Relevez toutes les personnes que l'entretien avec Bouli Lanners désigne par un prénom et un nom, dans l'ordre de leur première apparition.

### Texte sélectionné
********

Bouli Lanners : "J'aimerais bien jouer plus souvent des sales types"
Dans "Chien" de Samuel Benchetrit et "Tueurs" de François Troukens et Jean-François Hensgens, le Liégeois incarne des personnages de salauds. Une première dont il s'explique. Il nous révèle aussi des éléments de son prochain film comme réalisateur, qu'il tournera en Ecosse.
- Publié le 04-12-2017 à 09h21
- Mis à jour le 05-12-2017 à 10h24
On a beau rencontrer Bouli Lanners deux ou trois fois par an, tant il est actif comme acteur et comme réalisateur, non seulement on ne s'en lasse pas, mais chaque entretien est toujours d'une rare richesse et l'occasion d'en découvrir un peu plus sur son travail et ses passions. Dans "Tueurs", le comédien s'est manifestement fait plaisir en jouant un commissaire Bouvy, qui traque une bande de braqueurs de fourgon, emmenée par Olivier Gourmet. A l'occasion de la promotion du film, il nous a accordé un double entretien - synthétisé ici. Plus sympa que Bouvy, Bouli n'en met pas moins dans le mille à chaque réponse.
Comme dans "Chien" de Samuel Benchetrit, vous incarnez de nouveau un sale type dans "Tueurs", alors que vous en aviez joué très peu. Cela ne peut pas être un hasard...
J'aimerais bien jouer plus souvent des sales types, désormais. C'est beaucoup plus jouissif, excitant et drôle à jouer. Parce que tu rentres dans un code qui fait sortir des choses que tu as en toi mais qui ne sont pas toi. C'est un vrai plaisir de jouer les salauds.
Ils sont plus dans la posture, alors que vous aimez bien jouer avec les mots...
C'est vrai. Je sais que j'ai une gueule et qu'il faut s'en servir. Nous sommes dans le langage du cinéma, ça doit être visuel. J'ai kiffé à faire ça. En plus, quand tu joues les méchants, les gens te respectent dans la rue. Le pire, ce sont les comiques. On leur tape dans le dos et ils sont obligés de faire une blague. Moi, je joue souvent les sensibles donc on est très sympathique avec moi, mais une fois que tu joues les méchants, les gens te respectent ! Là, ça devient intéressant (rire). Si tu incarnes un inspecteur des contributions, tout le monde a peur de toi et donc te respecte ! Le public fait un amalgame entre le vrai et le faux.
On risque de vous laisser tranquille en rue, vu le policier antipathique que vous incarnez...

********

(Entrées d'identification de lieux)
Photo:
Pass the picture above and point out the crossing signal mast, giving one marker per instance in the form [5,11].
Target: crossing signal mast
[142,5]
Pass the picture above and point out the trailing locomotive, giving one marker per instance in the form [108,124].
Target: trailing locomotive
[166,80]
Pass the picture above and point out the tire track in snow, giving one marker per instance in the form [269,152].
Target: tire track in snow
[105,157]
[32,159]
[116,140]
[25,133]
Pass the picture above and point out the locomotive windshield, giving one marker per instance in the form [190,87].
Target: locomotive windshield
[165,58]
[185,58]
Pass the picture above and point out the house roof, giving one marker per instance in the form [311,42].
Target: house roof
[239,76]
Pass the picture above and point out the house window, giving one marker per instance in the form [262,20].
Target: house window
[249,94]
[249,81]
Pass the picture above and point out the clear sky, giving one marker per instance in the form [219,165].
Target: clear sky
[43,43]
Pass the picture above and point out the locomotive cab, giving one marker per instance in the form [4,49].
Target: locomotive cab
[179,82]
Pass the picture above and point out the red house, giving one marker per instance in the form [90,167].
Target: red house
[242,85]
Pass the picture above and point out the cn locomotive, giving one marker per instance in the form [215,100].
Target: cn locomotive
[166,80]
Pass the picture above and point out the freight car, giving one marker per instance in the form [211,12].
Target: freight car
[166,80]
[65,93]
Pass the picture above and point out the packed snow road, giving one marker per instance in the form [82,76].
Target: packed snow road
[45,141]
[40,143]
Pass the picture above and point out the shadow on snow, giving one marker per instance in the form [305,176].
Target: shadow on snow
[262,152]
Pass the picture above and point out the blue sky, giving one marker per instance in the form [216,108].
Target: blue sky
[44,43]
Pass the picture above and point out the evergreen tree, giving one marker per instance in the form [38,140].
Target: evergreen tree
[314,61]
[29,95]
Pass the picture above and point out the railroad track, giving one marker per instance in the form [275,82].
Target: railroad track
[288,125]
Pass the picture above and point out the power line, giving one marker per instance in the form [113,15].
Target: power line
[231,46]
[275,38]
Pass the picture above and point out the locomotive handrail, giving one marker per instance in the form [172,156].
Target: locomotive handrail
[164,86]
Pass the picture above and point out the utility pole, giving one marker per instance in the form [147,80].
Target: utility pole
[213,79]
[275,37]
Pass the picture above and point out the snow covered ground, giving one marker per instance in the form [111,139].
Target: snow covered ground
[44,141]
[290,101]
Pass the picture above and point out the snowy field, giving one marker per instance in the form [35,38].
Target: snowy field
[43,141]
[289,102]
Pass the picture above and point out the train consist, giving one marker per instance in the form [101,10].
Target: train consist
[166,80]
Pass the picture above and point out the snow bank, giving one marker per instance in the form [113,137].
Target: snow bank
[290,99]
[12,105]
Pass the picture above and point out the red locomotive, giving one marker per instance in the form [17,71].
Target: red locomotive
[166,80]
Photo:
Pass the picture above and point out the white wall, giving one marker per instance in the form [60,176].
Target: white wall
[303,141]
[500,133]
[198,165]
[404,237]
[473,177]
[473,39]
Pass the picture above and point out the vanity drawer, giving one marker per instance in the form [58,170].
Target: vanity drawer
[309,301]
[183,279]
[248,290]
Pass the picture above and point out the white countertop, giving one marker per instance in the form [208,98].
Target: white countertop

********

### Réponse complète
Bouli Lanners, Samuel Benchetrit, François Troukens, Jean-François Hensgens, Olivier Gourmet